Prompt: Reproduce word for word the part of the article on Rocco Sollecito's killing that begins at the words "The Bitch Called" and ends after "arrived from Siderno.".

Excerpted passage:
※ ※ ※

Slaughter of Rizzuto Loyalists Continues....

Sollecito was alone in the SUV during the attack and was declared dead after being taken to a hospital.
Rocco Sollecito was formerly part of Vito Rizzuto's inner circle.

Montreal Mafia Rizzuto loyalist Rocco Sollecito, seen above, was killed last Friday in a daring daytime shooting near Montreal's Laval police headquarters.

The suspected shooter, based on police evidence, was described as in his 30s and wearing black clothes. He apparently waited at a bus stop beside a stop sign. Around 8:30 am he fired several shots through the passenger-side window of Sollecito's white BMW SUV as it halted at the stop sign.

Sollecito was alone in the SUV during the attack and was declared dead at the hospital.


The shooter appeared to know Sollecito’s morning routine; investigators also were seeking to find the driver of a vehicle that appeared to slow down beside Sollecito's SUV, then sped onward -- allegedly in the same direction in which the shooter was running.

The Bitch Called Payback
Members of Vito Rizzuto's inner circle, as well as current management, are on a death list. The list's author is unknown, and according to experts, these enemies are not the same ones who whacked Salvatore "The Iron Worker" Montagna, who've been identified: Ndrangheta clans who arrived from Siderno.

※ ※ ※

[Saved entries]
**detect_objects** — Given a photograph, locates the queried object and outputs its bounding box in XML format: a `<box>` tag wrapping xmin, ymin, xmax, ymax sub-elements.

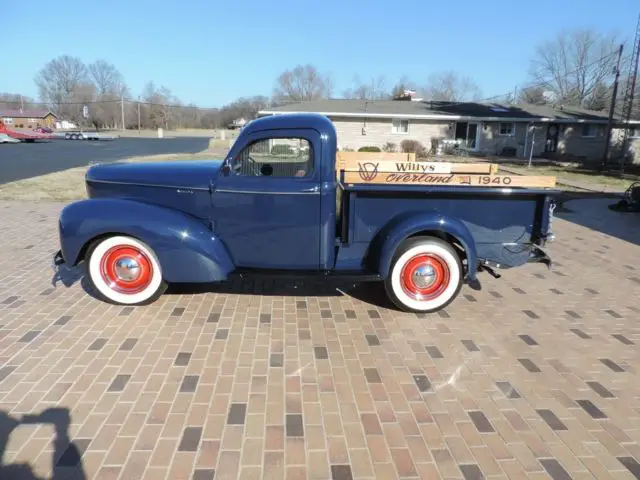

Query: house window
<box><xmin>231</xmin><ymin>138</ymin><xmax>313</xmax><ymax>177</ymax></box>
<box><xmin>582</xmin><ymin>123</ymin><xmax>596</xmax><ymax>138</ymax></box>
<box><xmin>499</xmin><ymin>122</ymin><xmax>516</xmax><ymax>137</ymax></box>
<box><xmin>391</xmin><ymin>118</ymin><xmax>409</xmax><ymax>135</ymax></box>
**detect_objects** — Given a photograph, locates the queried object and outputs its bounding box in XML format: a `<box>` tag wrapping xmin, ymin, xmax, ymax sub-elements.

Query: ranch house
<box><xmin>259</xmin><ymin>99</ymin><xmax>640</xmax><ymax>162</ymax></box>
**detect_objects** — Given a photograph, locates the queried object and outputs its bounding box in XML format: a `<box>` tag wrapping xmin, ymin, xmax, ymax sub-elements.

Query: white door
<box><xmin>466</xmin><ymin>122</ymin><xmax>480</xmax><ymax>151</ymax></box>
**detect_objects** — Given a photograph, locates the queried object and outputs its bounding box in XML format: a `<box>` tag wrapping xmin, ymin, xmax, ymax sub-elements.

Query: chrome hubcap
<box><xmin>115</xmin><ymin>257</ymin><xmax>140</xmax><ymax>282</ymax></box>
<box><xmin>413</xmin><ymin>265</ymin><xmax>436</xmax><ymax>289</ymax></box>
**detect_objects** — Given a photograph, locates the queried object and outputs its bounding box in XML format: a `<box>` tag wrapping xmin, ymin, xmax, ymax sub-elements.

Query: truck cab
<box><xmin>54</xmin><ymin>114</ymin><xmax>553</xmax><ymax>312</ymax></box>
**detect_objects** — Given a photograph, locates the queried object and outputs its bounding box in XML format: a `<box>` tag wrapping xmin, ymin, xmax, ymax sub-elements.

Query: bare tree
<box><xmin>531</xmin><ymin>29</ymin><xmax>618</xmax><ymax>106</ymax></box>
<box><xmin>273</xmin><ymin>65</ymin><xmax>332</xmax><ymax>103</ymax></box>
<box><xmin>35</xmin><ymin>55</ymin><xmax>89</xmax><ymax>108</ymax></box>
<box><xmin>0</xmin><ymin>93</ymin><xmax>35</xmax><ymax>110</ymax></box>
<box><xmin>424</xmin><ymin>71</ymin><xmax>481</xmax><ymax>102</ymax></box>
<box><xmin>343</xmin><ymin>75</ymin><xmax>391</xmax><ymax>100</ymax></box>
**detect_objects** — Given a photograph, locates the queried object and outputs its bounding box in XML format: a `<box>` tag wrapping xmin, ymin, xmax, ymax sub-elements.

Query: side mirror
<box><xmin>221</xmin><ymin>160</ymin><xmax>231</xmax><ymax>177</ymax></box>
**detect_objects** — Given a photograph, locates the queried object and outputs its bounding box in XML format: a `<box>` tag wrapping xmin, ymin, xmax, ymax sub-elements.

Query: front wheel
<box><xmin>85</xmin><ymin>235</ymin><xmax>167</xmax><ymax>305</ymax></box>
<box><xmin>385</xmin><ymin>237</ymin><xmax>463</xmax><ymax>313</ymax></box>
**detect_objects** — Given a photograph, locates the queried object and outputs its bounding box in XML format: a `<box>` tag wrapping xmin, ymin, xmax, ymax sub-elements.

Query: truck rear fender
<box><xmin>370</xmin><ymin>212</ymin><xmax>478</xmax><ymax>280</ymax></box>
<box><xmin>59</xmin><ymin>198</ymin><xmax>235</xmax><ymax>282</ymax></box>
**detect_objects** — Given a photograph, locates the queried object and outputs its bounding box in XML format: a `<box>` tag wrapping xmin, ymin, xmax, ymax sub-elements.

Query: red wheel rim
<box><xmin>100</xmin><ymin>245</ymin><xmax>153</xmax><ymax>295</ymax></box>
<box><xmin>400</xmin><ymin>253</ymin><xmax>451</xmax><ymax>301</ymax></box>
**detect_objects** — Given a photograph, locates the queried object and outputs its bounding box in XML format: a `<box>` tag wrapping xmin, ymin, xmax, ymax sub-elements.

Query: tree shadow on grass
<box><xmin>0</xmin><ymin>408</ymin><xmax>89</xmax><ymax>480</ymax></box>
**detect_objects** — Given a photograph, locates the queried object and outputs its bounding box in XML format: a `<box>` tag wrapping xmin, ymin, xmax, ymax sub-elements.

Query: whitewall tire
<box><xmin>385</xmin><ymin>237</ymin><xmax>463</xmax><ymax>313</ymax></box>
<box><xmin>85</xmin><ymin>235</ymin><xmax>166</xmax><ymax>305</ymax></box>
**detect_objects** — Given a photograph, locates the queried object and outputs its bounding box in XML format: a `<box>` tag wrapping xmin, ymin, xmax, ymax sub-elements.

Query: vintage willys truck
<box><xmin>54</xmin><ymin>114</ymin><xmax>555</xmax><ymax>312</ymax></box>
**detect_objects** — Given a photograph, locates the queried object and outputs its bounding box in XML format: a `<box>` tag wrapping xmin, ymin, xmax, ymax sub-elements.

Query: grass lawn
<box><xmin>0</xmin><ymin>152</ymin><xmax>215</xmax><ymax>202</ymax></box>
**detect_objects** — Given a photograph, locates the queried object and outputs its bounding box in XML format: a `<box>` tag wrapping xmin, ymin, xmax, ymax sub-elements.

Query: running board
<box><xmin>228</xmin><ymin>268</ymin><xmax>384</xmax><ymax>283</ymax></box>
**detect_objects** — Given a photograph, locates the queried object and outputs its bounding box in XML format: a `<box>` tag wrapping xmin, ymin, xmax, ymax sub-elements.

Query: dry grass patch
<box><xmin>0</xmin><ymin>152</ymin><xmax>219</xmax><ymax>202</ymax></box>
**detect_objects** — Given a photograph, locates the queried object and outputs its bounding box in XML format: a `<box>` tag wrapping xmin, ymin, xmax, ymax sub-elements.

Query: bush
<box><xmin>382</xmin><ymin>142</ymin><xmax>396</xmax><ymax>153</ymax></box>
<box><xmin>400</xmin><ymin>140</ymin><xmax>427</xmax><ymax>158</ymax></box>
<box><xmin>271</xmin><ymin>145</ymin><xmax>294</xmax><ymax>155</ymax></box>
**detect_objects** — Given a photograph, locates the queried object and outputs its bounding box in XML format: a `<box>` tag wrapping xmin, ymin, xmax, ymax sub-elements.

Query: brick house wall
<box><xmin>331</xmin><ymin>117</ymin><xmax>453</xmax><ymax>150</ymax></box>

※ ※ ※

Response for this exercise:
The Bitch Called Payback
Members of Vito Rizzuto's inner circle, as well as current management, are on a death list. The list's author is unknown, and according to experts, these enemies are not the same ones who whacked Salvatore "The Iron Worker" Montagna, who've been identified: Ndrangheta clans who arrived from Siderno.